## What you need to do
Each record below must come back exactly as written; its pictures must not.

- - -

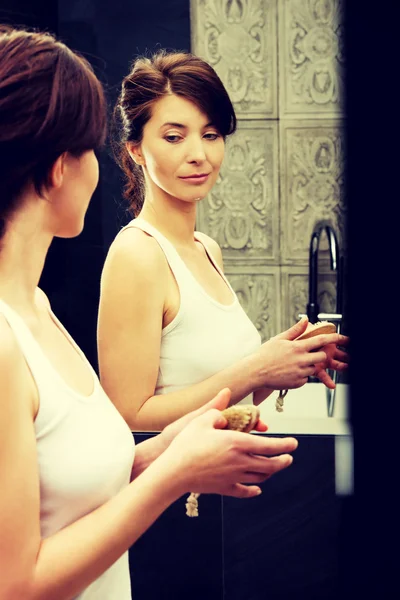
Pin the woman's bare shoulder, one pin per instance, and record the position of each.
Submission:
(212, 247)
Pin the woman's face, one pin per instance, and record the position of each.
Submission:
(181, 150)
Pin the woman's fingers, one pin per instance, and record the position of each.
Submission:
(326, 379)
(316, 357)
(319, 341)
(238, 490)
(341, 356)
(265, 446)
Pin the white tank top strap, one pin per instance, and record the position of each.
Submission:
(24, 337)
(175, 262)
(199, 238)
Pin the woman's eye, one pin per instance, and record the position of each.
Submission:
(172, 138)
(211, 136)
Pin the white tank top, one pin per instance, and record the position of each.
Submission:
(205, 336)
(85, 452)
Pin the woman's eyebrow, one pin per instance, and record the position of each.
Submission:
(170, 124)
(181, 126)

- - -

## Exercise solution
Pin the woman's bare shoulder, one pin per instance, and record the position of each.
Submission:
(212, 247)
Pin the woman's face, one pin per instance, and record the position of each.
Submission:
(181, 150)
Pin the woman's fingers, one pin per instance, and record the position of each.
Submission:
(326, 379)
(316, 357)
(319, 341)
(238, 490)
(341, 356)
(265, 446)
Pin the white tank top strap, one pin per instance, and record the position of each.
Submission:
(24, 337)
(175, 262)
(199, 238)
Pin the woman's eye, one pin per instance, and record the position of each.
Submission:
(172, 138)
(211, 136)
Pin the white tank top, one pin per instance, and record the position of each.
Submission:
(205, 336)
(85, 452)
Pin the woman's eyebrow, one pin per instance, and record the position of each.
Submission:
(170, 124)
(181, 126)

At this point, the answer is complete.